SHORT TASK: Rewrite the lines from the line with "Reviewing annotations for the background" to the line with "57,132,434,491", swapping "corrected bounding boxes" for "revised bounding boxes" everywhere it occurs and leaving everything else as it is. Give only those lines.

RECORDS PROVIDED:

#####

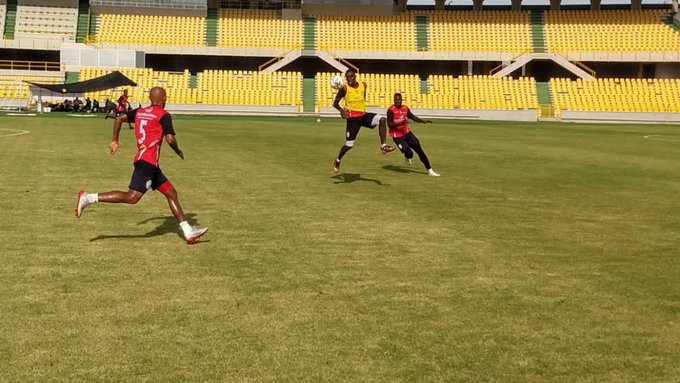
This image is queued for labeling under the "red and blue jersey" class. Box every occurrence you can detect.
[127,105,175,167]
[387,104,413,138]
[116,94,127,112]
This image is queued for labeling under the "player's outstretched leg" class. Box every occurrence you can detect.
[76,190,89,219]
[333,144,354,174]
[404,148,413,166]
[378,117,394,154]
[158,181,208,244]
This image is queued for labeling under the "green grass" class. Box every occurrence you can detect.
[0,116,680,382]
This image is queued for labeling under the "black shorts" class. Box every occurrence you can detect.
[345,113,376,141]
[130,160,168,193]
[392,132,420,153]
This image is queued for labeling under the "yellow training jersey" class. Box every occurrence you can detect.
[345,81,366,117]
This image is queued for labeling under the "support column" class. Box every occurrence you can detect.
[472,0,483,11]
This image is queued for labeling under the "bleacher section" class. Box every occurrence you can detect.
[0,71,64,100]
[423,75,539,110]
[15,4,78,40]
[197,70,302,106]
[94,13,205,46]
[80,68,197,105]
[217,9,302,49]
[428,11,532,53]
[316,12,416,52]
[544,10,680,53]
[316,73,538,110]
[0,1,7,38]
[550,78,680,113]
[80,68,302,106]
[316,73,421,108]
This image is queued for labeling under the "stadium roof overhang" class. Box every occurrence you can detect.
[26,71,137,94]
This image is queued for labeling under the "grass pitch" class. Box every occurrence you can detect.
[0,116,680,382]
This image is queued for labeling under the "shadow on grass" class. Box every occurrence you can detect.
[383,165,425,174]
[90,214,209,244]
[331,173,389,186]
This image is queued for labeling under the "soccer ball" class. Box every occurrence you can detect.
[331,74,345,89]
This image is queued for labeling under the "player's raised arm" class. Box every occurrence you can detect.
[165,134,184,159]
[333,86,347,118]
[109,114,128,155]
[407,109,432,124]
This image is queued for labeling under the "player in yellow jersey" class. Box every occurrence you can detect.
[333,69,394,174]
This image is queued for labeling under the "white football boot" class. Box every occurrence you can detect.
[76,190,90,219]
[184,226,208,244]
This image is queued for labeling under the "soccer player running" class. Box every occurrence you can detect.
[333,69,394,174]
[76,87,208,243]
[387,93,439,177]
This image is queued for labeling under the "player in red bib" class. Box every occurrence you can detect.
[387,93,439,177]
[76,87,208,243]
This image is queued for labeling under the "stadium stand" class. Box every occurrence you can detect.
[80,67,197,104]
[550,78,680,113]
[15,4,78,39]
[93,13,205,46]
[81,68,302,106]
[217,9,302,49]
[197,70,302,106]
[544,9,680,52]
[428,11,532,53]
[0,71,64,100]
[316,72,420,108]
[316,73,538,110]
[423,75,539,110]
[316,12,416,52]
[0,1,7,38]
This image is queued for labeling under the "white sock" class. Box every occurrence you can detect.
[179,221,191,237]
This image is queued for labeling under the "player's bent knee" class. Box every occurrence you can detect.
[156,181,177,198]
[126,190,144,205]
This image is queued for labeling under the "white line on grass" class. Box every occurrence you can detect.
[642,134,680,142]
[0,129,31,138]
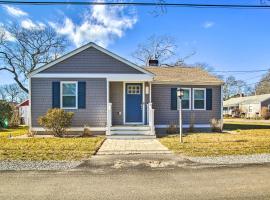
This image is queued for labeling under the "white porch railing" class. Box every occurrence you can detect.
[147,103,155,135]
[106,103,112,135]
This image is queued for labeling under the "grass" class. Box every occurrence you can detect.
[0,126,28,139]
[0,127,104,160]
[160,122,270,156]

#####

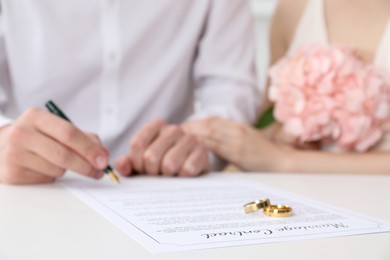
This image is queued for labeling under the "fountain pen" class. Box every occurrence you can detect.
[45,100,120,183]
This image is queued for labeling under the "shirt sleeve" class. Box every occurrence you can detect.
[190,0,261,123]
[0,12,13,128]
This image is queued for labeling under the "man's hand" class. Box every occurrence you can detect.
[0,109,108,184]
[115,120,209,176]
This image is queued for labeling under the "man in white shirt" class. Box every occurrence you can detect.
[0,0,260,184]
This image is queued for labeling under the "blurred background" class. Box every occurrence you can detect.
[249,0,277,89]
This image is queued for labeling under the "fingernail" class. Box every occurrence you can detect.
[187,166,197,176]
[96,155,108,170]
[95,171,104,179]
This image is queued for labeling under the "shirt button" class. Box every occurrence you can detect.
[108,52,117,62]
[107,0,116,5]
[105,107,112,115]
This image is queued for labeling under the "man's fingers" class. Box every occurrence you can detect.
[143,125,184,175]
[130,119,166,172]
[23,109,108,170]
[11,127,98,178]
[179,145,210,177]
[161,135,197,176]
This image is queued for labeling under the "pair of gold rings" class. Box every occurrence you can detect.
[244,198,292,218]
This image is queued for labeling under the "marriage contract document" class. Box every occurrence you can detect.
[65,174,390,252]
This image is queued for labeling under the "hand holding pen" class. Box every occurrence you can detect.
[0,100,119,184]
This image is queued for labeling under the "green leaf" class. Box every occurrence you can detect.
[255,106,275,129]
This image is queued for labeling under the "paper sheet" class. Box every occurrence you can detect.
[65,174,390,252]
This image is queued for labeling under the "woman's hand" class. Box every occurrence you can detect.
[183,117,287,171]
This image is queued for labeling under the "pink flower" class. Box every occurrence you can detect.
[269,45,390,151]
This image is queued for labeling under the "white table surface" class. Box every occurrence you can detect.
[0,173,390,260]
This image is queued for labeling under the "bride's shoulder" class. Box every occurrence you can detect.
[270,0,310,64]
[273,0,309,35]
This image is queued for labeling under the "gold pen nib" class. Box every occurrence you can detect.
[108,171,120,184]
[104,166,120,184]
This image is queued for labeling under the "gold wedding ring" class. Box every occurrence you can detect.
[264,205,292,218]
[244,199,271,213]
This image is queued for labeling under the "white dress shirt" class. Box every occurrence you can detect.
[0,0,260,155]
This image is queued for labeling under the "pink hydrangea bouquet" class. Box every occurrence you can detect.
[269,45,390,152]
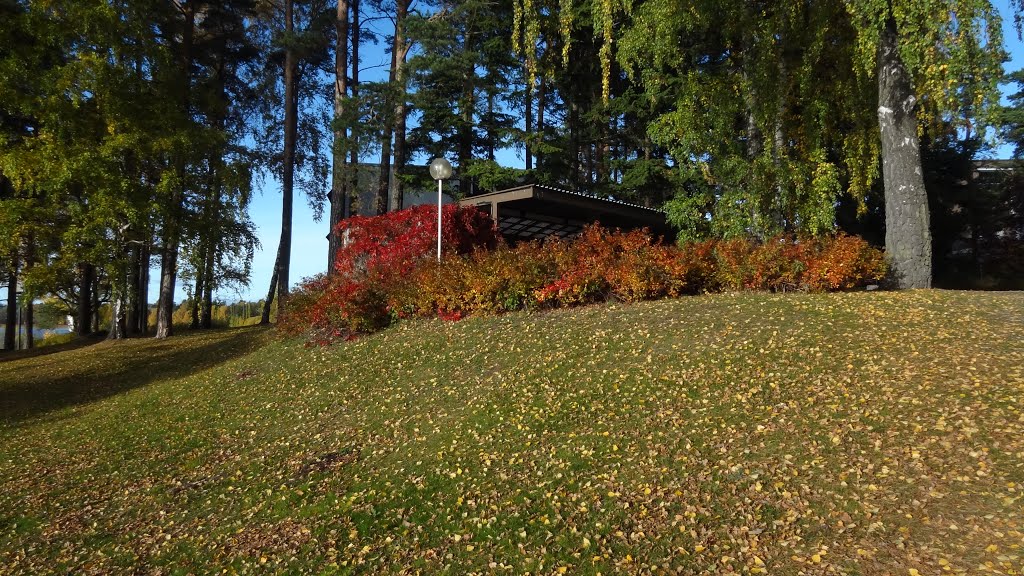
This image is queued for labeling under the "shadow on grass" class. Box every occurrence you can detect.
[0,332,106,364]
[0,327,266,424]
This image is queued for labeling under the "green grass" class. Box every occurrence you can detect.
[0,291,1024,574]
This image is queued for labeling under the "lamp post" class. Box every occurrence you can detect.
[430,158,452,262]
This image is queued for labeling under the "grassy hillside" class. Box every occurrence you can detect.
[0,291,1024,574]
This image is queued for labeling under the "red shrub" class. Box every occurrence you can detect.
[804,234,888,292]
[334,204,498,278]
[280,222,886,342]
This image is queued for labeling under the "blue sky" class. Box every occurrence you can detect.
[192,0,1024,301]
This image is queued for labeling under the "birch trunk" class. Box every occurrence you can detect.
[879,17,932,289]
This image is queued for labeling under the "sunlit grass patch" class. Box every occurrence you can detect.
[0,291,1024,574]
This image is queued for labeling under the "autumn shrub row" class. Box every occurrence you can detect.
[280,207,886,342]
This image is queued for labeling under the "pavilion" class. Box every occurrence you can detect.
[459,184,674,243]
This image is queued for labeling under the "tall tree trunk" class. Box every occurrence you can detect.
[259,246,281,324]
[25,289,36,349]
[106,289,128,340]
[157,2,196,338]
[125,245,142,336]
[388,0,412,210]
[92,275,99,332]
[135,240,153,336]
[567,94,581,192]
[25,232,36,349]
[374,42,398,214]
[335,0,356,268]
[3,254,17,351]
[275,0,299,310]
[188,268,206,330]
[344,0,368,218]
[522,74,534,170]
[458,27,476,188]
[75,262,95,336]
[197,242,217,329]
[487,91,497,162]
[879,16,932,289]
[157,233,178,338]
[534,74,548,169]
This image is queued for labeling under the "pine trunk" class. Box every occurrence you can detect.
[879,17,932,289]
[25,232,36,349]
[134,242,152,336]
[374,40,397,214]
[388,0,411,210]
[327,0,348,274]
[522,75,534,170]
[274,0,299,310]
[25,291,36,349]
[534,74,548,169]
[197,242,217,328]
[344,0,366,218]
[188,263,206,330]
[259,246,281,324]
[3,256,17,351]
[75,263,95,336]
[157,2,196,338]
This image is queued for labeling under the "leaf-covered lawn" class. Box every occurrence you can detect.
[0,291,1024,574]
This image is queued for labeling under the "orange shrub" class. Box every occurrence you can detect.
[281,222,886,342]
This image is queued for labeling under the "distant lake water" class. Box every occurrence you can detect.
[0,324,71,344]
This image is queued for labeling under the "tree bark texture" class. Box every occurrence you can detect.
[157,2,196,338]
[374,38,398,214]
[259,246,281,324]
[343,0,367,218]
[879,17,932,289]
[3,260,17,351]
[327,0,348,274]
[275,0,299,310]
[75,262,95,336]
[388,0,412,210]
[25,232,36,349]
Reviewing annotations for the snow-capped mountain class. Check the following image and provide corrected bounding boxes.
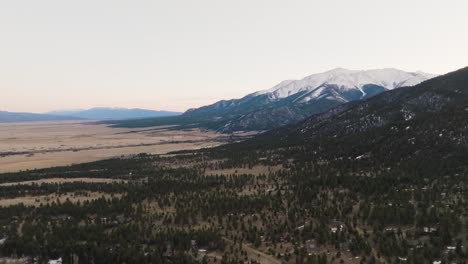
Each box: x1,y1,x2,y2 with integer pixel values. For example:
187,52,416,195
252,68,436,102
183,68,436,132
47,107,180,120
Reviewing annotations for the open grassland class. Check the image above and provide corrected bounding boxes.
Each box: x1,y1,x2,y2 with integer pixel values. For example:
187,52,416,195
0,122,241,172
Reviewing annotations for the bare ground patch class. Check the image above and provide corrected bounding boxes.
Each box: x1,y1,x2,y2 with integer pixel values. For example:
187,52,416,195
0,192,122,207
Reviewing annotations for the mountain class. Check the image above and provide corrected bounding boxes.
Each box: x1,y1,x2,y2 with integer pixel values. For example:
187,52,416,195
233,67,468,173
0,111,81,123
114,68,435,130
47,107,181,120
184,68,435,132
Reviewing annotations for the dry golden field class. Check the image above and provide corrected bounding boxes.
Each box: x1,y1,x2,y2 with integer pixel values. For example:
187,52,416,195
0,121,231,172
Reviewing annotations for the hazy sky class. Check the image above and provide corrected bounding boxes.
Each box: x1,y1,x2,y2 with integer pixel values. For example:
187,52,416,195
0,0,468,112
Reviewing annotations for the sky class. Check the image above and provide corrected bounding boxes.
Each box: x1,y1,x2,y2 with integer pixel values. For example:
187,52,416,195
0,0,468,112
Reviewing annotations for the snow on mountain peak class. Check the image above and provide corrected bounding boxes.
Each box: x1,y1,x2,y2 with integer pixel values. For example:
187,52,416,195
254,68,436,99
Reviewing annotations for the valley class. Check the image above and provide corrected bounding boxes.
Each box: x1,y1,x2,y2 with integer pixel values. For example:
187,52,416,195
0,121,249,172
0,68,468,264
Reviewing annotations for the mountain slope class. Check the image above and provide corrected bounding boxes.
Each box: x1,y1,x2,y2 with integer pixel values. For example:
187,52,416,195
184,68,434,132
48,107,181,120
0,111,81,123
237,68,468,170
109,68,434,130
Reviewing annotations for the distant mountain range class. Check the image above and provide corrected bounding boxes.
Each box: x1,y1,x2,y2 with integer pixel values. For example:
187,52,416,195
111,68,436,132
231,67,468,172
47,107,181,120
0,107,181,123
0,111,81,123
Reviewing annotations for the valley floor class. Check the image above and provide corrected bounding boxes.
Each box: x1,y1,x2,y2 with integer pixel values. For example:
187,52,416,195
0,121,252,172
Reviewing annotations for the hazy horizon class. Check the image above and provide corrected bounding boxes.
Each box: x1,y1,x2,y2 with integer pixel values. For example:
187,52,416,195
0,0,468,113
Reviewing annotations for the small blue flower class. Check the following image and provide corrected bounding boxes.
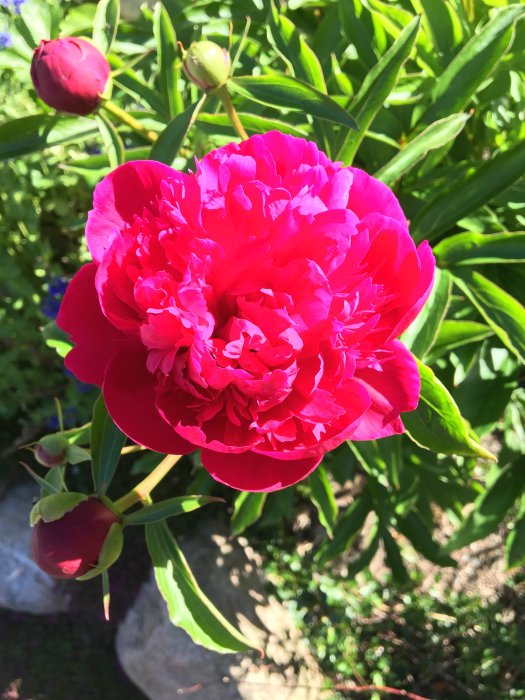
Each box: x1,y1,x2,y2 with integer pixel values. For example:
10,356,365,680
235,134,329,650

#####

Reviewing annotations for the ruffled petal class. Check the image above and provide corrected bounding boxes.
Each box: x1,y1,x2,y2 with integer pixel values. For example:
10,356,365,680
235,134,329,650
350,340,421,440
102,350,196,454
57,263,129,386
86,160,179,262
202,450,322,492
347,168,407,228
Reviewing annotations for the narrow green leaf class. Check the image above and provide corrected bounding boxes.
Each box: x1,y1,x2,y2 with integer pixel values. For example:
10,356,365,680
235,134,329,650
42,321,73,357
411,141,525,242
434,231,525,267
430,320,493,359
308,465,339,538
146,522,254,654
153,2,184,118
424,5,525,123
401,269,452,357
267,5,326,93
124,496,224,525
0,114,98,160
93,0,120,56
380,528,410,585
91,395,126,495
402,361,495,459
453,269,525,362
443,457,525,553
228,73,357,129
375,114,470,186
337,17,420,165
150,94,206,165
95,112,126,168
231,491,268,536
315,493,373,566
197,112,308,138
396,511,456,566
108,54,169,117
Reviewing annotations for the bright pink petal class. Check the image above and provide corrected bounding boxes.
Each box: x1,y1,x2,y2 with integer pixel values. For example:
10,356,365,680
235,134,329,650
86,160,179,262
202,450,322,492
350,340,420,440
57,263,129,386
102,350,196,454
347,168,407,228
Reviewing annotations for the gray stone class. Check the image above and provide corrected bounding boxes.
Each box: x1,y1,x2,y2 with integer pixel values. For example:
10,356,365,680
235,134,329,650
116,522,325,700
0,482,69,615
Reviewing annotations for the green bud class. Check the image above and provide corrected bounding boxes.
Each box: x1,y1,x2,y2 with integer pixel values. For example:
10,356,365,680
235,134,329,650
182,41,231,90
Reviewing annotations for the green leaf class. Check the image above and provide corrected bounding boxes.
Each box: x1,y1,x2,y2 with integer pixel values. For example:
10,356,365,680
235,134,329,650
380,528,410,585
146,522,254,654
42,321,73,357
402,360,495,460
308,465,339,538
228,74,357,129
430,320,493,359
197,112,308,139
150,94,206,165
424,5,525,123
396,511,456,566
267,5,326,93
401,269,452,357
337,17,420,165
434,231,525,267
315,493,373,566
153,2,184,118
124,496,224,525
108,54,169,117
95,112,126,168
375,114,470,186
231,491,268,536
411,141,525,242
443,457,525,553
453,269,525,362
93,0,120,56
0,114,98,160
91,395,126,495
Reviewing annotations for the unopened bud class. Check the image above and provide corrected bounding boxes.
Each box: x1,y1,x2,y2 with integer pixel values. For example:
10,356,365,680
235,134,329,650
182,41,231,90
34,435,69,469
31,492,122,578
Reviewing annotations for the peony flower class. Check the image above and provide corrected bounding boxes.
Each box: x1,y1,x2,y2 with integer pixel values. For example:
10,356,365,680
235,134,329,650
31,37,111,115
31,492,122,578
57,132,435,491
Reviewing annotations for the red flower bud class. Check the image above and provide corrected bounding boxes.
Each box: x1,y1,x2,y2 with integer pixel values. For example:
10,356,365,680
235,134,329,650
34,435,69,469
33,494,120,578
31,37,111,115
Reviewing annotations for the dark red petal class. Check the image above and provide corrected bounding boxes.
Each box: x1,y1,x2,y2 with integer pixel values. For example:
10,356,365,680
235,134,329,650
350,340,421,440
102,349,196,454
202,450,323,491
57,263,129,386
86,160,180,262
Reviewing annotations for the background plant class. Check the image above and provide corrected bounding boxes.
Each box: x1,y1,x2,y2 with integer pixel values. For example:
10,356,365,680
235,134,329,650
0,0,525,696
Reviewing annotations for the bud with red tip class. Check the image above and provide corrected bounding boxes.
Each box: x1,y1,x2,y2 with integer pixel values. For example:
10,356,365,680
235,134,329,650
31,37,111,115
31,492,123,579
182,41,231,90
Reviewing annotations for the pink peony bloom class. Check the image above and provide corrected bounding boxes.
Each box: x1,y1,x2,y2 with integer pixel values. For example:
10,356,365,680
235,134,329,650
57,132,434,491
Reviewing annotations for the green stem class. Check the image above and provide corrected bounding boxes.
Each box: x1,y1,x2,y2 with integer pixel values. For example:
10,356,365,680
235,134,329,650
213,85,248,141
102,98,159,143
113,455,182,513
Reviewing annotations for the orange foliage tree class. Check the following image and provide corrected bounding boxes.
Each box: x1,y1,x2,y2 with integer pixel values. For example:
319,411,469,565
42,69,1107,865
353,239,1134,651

#####

FINAL RESULT:
Reviewing annotations for the background plant class. Check the image above and provide revised bounding boxes.
Each box: x1,y1,x2,y2 with integer pixel values. For example:
10,356,365,680
235,134,329,650
0,0,525,696
Reviewing annotations for the bud with red tip class. Check the image above and provide revised bounding boxes.
Each box: x1,y1,x2,y2 with integer pixel values. For example:
10,356,365,680
235,134,329,650
31,37,111,115
31,492,123,579
182,41,231,90
Reviewing annotations for the pink peony bloom class. Check the image above and provide revised bounding boxes.
Each box: x1,y1,x2,y2 with integer pixel values. For example:
10,356,365,680
235,134,329,650
57,132,434,491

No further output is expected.